-- BEGIN Listed entries --
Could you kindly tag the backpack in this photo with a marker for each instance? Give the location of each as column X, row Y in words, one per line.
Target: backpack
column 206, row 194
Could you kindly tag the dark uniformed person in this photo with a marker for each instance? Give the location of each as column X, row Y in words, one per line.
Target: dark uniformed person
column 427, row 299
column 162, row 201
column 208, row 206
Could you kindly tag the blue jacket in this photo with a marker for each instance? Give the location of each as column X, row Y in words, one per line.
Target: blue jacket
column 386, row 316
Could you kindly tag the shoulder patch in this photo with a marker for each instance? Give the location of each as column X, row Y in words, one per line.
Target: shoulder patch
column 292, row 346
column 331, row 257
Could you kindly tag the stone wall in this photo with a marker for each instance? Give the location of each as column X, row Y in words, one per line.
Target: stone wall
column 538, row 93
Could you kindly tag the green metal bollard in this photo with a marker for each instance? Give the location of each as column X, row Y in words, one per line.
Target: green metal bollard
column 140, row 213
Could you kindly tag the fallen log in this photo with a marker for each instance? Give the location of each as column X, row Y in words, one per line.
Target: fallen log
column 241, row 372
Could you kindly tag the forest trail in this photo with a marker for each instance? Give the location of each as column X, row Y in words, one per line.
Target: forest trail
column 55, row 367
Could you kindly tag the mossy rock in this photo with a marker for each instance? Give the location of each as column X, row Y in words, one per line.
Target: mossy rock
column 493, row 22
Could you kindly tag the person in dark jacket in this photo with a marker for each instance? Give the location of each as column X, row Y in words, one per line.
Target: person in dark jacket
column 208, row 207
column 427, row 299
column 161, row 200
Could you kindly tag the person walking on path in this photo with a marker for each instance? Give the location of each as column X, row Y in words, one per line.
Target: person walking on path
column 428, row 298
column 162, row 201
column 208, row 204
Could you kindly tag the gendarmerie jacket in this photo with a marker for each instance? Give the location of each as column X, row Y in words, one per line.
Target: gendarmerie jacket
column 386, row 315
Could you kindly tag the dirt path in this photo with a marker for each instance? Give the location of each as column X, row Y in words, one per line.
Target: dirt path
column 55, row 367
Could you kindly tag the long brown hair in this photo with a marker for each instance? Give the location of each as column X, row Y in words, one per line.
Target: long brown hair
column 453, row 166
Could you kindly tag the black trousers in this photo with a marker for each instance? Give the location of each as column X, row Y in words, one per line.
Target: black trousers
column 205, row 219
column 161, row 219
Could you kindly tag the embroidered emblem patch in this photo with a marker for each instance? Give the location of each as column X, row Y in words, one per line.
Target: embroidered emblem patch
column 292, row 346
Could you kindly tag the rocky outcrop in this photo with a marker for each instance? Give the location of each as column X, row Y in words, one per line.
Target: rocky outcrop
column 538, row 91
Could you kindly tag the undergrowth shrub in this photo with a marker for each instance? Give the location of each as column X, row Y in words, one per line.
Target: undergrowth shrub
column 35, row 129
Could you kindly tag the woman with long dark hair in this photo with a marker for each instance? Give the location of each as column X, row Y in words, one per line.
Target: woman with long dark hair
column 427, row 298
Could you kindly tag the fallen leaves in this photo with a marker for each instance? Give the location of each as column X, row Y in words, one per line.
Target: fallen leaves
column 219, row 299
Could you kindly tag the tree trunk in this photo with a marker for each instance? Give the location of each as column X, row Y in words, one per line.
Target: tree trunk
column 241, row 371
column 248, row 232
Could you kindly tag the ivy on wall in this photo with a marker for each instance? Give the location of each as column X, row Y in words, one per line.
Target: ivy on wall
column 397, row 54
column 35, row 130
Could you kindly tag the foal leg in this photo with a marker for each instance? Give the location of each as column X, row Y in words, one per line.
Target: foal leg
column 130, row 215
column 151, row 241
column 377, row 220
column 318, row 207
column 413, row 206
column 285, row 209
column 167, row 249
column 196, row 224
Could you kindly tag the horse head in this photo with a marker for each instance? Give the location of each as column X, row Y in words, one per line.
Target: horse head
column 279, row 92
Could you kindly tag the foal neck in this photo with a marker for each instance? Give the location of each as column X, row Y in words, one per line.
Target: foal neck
-- END Listed entries --
◆ Requirement
Reproduce all of the records above word for word, line by line, with nothing altered.

◆ Task result
Could you kindly tag the backpack in this photo with a marker for each instance? Give the location of each as column X, row Y in words, one per line.
Target: backpack
column 206, row 194
Could you kindly tag the dark uniformed person in this photo with a marker for each instance? Give the location of each as column X, row Y in words, one per line.
Target: dark uniformed person
column 427, row 299
column 162, row 201
column 208, row 206
Could you kindly tag the blue jacket in this photo with a marker for each instance? Give the location of each as column X, row Y in words, one per line.
Target: blue jacket
column 386, row 316
Could you kindly tag the shoulder patch in this photo with a marker for each instance? Give the location of each as column X, row Y in words, one per line.
Target: shoulder patch
column 292, row 346
column 331, row 257
Could you kindly tag the stone wall in this photo with a marker for each instance? Give the location of each as column X, row Y in words, one per line.
Target: stone wall
column 538, row 93
Could you kindly tag the green metal bollard in this photo with a marker for each instance? Give the location of each as column X, row Y in words, one per line.
Target: green metal bollard
column 140, row 213
Could you kindly tag the fallen log in this photo with a marker for each instance? Give the location of each as column X, row Y in words, one per line.
Target: fallen log
column 241, row 372
Could you kindly tag the forest trail in this photo with a marker for each instance? Give the location of each as column X, row Y in words, one per line.
Target: forest trail
column 55, row 367
Could you kindly tag the mossy rock in this photo with a marker for each instance? Give the location of each as column X, row Y in words, one per line.
Target: mossy rock
column 493, row 22
Could you kindly tag the person in dark jacket in this photo with a marker for each instance? Give the location of each as column X, row Y in words, one per line.
Target: person in dark jacket
column 208, row 207
column 427, row 299
column 161, row 200
Could you kindly tag the person walking on path in this photo with a marker for each instance? Give the location of each as column X, row Y in words, one per line.
Target: person walking on path
column 428, row 298
column 162, row 201
column 208, row 204
Could you kindly tag the gendarmerie jacket in this photo with a marker for each instance? Give the location of each as column X, row Y in words, one per line.
Target: gendarmerie jacket
column 386, row 315
Could you kindly tag the dirt path in this photo with a marker for each instance? Give the location of each as column X, row Y in words, one per line.
Target: dirt path
column 55, row 367
Could you kindly tag the long brown hair in this photo with a marker for each instance? Give the location of each as column X, row Y in words, one per line.
Target: long brown hair
column 453, row 166
Could you kindly tag the black trousers in this photo with a marker for each instance? Give the location of each as column X, row Y in words, one per line.
Target: black trousers
column 205, row 219
column 161, row 219
Could you kindly tag the embroidered emblem patch in this photo with a marker for each instance? Give the location of each as column X, row Y in words, one per line.
Target: embroidered emblem patch
column 292, row 346
Could you kindly tag the rocky outcrop in this photo with a marker for each instance? Give the location of each as column X, row Y in words, one per line.
Target: rocky outcrop
column 538, row 91
Could you kindly tag the undergrowth shrub in this photo with a marker for each instance? Give the location of each as column X, row Y in words, one per line.
Target: undergrowth shrub
column 35, row 129
Could you kindly tag the woman with long dark hair in this photo with a marker for each instance? Give the location of each as column X, row Y in words, one per line.
Target: woman with long dark hair
column 427, row 298
Could you kindly tag the fallen leaves in this photo with a marker for each instance? Give the location of each as column X, row Y in words, one per line.
Target: fallen leaves
column 219, row 299
Could you kindly tag the tree trunk in this photo with a marker for each instance? Give the location of each as column X, row Y in words, one per line.
Target: tree trunk
column 241, row 371
column 248, row 232
Could you kindly tag the ivy on wall in this photo with a marker for each instance? Give the location of each as column X, row Y in words, one per line.
Target: ivy on wall
column 397, row 54
column 35, row 130
Could you kindly tag the foal leg in this photo with a marker for each instance? Give the location of each as column X, row Y in words, one per line.
Target: foal leg
column 130, row 215
column 151, row 241
column 377, row 220
column 318, row 207
column 413, row 206
column 285, row 209
column 167, row 249
column 196, row 224
Could you kindly tag the horse head in this photo with a marker for each instance? Give the location of each as column X, row Y in words, one per line.
Target: horse head
column 279, row 92
Could you kindly tag the foal neck in this photo with a marker for each instance? Give the location of each as column X, row Y in words, one per line.
Target: foal neck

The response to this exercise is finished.